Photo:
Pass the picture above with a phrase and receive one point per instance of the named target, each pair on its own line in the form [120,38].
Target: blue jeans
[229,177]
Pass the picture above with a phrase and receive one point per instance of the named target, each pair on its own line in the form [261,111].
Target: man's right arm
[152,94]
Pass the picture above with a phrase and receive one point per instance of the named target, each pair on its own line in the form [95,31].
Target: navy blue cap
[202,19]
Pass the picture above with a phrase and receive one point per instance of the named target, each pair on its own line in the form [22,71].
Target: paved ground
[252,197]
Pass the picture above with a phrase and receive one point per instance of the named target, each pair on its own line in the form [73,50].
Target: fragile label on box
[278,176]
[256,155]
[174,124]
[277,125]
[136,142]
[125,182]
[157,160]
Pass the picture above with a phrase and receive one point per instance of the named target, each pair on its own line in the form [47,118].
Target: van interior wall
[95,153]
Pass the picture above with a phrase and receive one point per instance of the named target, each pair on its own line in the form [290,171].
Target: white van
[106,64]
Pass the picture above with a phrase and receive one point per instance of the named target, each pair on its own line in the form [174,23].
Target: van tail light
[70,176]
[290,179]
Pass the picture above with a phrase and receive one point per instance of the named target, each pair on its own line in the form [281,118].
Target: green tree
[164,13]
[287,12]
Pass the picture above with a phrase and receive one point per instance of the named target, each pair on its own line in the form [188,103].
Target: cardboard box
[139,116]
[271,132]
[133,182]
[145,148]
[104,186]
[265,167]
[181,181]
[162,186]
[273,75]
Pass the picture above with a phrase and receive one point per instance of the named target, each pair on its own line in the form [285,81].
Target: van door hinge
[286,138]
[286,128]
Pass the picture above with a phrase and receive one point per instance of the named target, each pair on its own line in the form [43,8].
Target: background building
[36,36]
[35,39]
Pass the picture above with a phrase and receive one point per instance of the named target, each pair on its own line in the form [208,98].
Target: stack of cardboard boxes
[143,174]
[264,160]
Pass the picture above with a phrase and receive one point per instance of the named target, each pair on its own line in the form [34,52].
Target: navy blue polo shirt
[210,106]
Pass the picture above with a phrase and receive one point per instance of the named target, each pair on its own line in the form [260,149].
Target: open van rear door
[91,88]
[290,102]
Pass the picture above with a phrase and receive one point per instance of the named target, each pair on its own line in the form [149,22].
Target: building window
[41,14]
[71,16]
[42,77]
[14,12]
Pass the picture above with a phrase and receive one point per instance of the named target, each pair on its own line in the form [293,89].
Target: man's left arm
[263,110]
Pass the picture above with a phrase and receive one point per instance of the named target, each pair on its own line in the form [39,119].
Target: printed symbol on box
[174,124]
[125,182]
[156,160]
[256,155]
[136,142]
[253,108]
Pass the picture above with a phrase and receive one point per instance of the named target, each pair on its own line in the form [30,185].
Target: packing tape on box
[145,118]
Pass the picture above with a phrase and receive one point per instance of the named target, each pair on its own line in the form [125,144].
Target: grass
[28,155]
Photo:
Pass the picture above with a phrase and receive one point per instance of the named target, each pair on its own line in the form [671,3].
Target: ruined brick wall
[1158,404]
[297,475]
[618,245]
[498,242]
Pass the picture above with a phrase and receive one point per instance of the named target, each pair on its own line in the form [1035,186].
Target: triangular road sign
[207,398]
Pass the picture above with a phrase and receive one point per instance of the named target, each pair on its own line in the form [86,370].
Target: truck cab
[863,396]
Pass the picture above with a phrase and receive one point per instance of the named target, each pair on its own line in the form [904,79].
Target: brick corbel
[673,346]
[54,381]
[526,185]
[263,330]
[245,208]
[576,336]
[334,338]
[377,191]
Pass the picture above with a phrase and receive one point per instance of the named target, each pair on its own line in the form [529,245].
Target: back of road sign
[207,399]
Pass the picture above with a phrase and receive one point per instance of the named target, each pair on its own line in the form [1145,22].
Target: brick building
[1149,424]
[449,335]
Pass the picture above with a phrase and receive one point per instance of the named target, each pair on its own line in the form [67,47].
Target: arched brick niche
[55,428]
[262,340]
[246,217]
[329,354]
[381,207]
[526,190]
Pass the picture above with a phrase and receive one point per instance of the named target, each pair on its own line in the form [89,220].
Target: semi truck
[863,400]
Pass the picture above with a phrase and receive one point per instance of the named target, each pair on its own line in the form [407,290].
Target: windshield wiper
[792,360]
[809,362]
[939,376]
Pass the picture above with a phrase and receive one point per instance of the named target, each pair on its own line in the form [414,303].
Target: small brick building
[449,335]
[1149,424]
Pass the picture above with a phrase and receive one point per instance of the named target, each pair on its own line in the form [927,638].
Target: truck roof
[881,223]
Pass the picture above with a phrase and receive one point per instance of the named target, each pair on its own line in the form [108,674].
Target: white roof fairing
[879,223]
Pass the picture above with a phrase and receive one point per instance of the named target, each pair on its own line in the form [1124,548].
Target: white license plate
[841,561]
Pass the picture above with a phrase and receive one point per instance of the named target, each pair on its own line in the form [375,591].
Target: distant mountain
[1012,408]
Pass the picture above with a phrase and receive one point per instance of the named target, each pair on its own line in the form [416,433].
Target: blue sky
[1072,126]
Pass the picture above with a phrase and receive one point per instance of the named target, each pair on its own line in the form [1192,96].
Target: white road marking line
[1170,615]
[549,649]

┄┄┄┄┄┄┄┄┄┄

* What needs to be done
Would you please print every record exactly as written?

* Result of the exercise
Photo:
Pass the picture above with a phrase and receive one point per instance of the named target, each pair on its own line in the form [120,38].
Target: blue jeans
[229,177]
Pass the picture above with a phrase and receive one point per instance of the named target, each pair on its own line in the form [261,111].
Target: man's right arm
[152,94]
Pass the picture above with a phrase and receive one point per instance of the named target, each pair on its own line in the form [95,31].
Target: navy blue cap
[202,19]
Pass the picture above with a phrase and receive one point per instance of the named target, each pair on its own line in the form [22,71].
Target: paved ground
[252,197]
Pass the picture above with a phrase and receive one point per instance of the named target, each pair on its own line in the form [73,50].
Target: fragile label on box
[278,176]
[256,155]
[174,124]
[277,125]
[136,142]
[125,182]
[157,160]
Pass the picture above with a phrase and receive one point per instance of the named target, each pair on its own line in the form [47,118].
Target: van interior wall
[95,153]
Pass the picture above with a phrase and receive one point per instance of the named target, each pair on its own line in the form [290,171].
Target: white van
[106,64]
Pass the picture above with a phrase and receive one point per instance of the named target, each pair on its own line in the form [174,23].
Target: van tail light
[70,176]
[290,179]
Pass the picture above with a phrase and receive one point per instance of the named target, each pair on its own line in the form [281,118].
Target: green tree
[164,13]
[287,12]
Pass the picture above with a phrase and receive one point per instance of the named target, each pair on its own line in the form [188,103].
Target: cardboard box
[139,116]
[271,132]
[133,182]
[145,148]
[104,186]
[265,167]
[181,181]
[162,186]
[273,75]
Pass the picture above with a phrase and receive one point per instance of the named target, each pair on its own line in the form [285,81].
Target: van door hinge
[286,138]
[286,128]
Pass the picture above with a phrase and receive one point per instance of the named target, each pair on its own line in the form [43,8].
Target: background building
[36,36]
[35,39]
Pass the picture above with a phrase and receive one point per instance of the named target, each pair on its own line in the form [208,98].
Target: stack of cardboard boxes
[143,174]
[264,160]
Pass the picture above with a phrase and receive one point per instance of the named target, each pair on its own line in the form [34,52].
Target: navy blue polo shirt
[210,106]
Pass the picture above with a phrase and receive one point per instance of the named target, each pair on its own line in the form [260,149].
Target: open van rear door
[91,88]
[290,102]
Pass the picture above with a phrase and receive one point per instance of the named target, each pair on its own line in the form [149,22].
Target: building window
[41,14]
[71,16]
[42,77]
[14,12]
Pass the picture above with a phrase and receive one point per instance of the named target, each pair on its own line in the form [293,89].
Target: man's left arm
[263,110]
Pass the picture above with a phrase and receive one point per instance of the named target, each pair on its own line in the form [39,119].
Target: printed symbol on box
[174,124]
[125,182]
[156,160]
[256,155]
[136,142]
[253,108]
Pass the picture above with a phrase and receive one point per instance of the named target, each pair on its own line in the form [30,185].
Target: packing tape on box
[145,118]
Pass the picture above with a phrase and receive one point per instance of the named target, each pair on its own line in the form [125,144].
Target: grass
[28,155]
Photo:
Pass the picture above with a phrase and receive one point per instance of the named target, each pair on its own line in the form [671,3].
Target: ruined brick wall
[1158,404]
[297,475]
[618,245]
[498,242]
Pass the picture above with a phrase and receive one point per instance of the named target, each pair on its own line in the form [1035,186].
Target: triangular road sign
[207,398]
Pass the picture above with a phrase and receive one point per instance of the named target, each pair on its own line in the form [86,370].
Target: truck cab
[863,396]
Pass the picture above with a phrase and receive one point per instance of the named target, each pair on its own line in the form [904,79].
Target: brick corbel
[673,346]
[54,381]
[526,185]
[263,330]
[245,208]
[576,336]
[334,338]
[377,191]
Pass the picture above with a phrase and receive one point per instance of the named target, each pair on its own line in the form [529,245].
Target: back of road sign
[207,399]
Pass the picture above with a phrase and receive one point per instance of the named target, each pair on its own line in the form [1145,22].
Target: brick building
[1149,424]
[449,335]
Pass the picture above with a phrase and receive one point per instance of the named target, each pair on its own line in the form [67,47].
Target: arched brick niche
[55,428]
[262,340]
[246,217]
[329,354]
[381,207]
[526,190]
Pass the picture above with a phrase and receive one point per instance of the named target, each pair on its own line in the form [89,220].
Target: semi truck
[863,400]
Pass the picture above with a phrase and receive one point per instance of the named target, each pair on its own line in the form [407,290].
Target: windshield wiper
[792,360]
[809,362]
[939,376]
Pass the picture above with a phrase and receive one point per instance of the named target, each pair on its own line in the form [414,303].
Target: small brick building
[449,335]
[1149,424]
Pass the picture above with a phrase and receive one point per instance of the named target, each pair on its own line in the form [927,638].
Target: truck roof
[881,223]
Pass the picture above with a phrase and receive one point per instance of the named target, each pair on its own line in the form [108,674].
Target: white roof fairing
[879,223]
Pass the picture above with a phrase and receive one point per instance of the named target, each pair on its own line in the form [1124,548].
Target: white license plate
[841,561]
Pass the picture above with a phrase and receive one point per instance of the named target, each pair on its own line in the form [375,591].
Target: distant mountain
[1012,408]
Pass the picture above with a phrase and receive one point per instance of the named target, each pair on its own line in the form [416,433].
Target: blue sky
[1072,126]
Pass the picture above with a phrase and receive one point per instance of the named target, each pair on its own line in the form [1192,96].
Target: white road marking line
[1170,615]
[549,649]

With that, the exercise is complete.